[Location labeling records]
----
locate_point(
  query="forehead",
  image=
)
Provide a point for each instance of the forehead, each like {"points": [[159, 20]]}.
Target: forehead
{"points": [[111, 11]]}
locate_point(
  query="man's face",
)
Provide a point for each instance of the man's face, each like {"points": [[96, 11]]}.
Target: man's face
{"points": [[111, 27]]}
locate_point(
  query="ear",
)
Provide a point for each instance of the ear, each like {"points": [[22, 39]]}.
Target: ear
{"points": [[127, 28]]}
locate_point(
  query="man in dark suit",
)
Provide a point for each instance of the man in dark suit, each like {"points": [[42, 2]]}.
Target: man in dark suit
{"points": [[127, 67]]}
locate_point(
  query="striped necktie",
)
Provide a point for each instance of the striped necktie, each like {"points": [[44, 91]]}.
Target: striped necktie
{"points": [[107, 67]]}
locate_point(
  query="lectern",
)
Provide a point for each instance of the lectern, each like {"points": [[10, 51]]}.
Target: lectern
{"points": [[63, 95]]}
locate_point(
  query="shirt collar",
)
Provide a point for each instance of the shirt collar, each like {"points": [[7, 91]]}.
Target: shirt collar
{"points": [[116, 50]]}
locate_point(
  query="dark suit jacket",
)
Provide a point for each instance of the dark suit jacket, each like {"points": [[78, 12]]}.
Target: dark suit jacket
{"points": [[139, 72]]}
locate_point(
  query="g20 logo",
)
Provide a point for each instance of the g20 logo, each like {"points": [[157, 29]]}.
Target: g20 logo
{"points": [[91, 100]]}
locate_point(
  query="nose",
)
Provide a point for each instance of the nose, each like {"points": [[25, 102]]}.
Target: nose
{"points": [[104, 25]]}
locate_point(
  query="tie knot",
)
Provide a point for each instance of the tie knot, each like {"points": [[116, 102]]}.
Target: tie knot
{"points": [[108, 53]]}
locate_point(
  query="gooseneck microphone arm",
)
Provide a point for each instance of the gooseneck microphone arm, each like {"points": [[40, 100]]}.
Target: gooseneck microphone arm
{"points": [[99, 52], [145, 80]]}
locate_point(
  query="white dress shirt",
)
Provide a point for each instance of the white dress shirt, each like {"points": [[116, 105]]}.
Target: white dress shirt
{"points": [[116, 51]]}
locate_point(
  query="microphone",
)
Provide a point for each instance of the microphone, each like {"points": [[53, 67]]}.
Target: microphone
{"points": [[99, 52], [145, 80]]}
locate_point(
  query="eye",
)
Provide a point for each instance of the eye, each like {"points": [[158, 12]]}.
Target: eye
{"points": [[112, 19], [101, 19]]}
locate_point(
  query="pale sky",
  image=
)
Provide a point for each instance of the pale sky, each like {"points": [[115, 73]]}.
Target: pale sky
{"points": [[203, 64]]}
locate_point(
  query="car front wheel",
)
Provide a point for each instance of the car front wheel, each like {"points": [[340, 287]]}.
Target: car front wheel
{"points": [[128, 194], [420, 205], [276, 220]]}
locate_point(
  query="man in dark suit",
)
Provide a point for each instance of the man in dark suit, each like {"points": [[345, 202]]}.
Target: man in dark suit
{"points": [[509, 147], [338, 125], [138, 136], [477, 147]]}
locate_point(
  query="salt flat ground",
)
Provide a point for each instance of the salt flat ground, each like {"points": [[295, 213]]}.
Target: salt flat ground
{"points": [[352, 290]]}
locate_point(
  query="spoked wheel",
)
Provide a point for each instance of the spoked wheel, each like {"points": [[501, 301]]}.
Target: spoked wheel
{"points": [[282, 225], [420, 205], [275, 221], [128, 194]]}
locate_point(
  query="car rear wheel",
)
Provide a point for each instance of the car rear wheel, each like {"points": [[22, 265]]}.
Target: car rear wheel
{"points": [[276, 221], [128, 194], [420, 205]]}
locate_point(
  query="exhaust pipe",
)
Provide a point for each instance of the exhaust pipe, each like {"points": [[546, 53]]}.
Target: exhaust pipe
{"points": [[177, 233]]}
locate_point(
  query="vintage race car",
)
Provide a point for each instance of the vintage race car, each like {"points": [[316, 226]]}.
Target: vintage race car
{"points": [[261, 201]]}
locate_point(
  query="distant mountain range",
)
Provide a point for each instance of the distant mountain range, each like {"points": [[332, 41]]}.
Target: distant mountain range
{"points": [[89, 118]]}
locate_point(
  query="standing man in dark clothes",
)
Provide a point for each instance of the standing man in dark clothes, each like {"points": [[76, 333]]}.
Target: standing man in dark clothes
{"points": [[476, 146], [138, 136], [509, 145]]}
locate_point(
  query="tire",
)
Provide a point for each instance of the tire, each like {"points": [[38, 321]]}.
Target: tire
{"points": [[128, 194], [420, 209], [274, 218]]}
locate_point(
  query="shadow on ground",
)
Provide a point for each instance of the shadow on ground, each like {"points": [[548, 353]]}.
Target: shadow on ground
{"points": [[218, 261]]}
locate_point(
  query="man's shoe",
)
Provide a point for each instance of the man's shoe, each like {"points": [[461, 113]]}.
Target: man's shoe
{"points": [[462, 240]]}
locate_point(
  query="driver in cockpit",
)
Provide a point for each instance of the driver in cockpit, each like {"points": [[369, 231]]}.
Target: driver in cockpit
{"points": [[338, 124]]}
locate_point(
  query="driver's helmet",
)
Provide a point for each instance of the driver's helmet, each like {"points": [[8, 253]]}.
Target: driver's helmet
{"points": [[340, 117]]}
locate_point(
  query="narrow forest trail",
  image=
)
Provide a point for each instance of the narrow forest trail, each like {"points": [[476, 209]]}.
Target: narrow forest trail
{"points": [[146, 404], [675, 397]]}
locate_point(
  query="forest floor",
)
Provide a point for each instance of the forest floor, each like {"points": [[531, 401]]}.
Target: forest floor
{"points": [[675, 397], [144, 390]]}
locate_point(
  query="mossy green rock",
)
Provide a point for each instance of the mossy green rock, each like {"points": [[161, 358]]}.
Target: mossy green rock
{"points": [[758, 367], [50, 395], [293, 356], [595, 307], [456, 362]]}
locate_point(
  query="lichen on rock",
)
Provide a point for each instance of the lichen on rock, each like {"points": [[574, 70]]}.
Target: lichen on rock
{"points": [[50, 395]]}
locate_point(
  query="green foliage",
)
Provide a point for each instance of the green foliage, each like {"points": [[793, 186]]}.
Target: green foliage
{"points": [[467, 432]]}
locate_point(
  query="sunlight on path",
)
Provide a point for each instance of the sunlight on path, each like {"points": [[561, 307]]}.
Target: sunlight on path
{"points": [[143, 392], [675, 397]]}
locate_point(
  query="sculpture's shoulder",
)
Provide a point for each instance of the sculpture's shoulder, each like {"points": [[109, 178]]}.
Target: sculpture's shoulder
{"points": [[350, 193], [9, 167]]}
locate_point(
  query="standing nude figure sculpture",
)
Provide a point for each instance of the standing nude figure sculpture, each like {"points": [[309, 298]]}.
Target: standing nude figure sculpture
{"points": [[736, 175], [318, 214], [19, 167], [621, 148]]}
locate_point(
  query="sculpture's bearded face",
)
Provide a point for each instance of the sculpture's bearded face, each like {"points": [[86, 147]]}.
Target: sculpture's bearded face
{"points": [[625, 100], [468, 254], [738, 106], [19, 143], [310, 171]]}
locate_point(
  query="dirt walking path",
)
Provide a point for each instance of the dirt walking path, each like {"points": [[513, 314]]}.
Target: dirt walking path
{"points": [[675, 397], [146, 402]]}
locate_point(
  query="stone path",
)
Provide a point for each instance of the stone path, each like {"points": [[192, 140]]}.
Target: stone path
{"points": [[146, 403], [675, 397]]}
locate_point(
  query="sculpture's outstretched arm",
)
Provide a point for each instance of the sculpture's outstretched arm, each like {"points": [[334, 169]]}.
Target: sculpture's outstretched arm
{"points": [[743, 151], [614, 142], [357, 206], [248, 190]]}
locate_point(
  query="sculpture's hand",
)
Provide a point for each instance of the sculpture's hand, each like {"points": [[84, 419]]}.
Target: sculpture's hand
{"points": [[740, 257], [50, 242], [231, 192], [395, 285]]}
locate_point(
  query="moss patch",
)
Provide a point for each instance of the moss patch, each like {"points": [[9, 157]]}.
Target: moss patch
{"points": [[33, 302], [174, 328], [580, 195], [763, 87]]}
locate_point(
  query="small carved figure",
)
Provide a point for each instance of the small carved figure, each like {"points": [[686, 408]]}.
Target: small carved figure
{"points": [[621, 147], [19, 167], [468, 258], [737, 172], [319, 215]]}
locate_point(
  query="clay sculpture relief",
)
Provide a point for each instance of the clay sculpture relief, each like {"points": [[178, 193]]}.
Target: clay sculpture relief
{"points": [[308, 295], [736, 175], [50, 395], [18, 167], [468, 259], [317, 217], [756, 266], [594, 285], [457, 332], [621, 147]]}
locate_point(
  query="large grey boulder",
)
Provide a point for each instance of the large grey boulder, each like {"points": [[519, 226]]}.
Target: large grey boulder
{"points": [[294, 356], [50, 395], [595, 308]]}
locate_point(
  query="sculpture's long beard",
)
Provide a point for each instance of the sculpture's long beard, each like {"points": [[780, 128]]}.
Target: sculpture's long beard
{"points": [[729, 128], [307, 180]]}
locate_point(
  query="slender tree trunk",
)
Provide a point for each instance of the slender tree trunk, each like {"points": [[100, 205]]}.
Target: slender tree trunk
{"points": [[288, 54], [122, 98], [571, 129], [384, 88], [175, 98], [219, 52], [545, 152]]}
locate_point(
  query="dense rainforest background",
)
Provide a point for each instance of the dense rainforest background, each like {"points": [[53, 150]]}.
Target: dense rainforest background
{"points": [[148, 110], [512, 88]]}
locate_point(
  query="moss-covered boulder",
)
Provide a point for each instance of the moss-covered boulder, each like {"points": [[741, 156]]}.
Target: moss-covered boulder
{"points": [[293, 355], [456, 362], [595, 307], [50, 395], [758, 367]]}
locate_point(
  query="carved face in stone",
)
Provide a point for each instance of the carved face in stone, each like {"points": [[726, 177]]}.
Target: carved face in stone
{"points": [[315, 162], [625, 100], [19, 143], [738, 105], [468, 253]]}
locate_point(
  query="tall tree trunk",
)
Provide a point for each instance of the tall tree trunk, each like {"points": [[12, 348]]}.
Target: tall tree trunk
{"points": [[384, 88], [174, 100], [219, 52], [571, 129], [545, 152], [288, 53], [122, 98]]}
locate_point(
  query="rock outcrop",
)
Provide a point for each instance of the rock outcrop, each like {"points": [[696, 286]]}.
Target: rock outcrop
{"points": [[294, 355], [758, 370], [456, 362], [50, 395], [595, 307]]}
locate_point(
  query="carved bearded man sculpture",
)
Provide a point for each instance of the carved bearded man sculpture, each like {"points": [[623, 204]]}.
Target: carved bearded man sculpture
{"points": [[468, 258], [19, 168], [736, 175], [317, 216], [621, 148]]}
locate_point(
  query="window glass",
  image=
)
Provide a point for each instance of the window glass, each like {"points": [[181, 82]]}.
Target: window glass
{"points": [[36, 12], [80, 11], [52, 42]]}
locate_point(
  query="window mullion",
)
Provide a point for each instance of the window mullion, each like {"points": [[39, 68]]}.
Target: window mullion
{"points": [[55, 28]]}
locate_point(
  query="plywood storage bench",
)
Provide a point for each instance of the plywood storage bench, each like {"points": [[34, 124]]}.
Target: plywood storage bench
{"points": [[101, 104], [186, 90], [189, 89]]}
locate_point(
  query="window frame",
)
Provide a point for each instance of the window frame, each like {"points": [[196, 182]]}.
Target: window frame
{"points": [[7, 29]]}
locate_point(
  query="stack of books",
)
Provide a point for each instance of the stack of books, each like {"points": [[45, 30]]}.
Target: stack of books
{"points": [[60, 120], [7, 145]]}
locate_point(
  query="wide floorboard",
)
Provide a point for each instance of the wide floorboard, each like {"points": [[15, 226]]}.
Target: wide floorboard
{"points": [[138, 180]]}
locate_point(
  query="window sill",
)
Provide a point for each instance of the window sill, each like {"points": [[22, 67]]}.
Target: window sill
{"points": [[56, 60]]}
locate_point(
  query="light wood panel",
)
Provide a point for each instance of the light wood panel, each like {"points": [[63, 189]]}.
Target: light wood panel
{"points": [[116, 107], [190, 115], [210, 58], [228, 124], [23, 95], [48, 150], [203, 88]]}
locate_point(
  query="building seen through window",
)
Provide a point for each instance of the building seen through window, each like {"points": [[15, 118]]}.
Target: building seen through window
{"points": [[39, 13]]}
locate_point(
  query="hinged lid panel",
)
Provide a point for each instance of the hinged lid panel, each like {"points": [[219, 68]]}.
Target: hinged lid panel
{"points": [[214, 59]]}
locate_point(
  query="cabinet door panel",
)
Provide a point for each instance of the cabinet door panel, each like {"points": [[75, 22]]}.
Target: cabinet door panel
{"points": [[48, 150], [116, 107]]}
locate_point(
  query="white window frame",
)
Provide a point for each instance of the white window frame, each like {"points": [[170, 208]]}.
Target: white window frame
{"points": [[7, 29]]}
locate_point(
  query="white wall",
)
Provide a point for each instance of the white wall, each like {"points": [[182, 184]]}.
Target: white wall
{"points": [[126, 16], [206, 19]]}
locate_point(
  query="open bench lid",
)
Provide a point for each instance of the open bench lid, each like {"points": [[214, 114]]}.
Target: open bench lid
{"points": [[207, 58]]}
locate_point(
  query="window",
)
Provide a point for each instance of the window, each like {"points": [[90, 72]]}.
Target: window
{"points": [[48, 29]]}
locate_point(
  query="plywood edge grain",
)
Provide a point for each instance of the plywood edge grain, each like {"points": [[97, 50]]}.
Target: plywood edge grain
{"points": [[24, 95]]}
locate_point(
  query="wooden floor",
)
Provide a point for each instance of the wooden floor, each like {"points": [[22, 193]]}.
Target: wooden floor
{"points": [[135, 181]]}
----
▸ Aim:
Select every line of the listing that contains the word "rock", and copy each of those lines in full.

▸ Exercise solution:
  query="mossy green rock",
Provide a point for each instance of the mossy green rock, each like {"points": [[161, 358]]}.
Target: mossy green rock
  query="lichen on rock",
Provide a point for each instance of the lichen on rock, each like {"points": [[574, 70]]}.
Target: lichen on rock
  query="rock outcrop",
Provide a point for each instance of the rock outcrop, each like {"points": [[696, 286]]}.
Target: rock outcrop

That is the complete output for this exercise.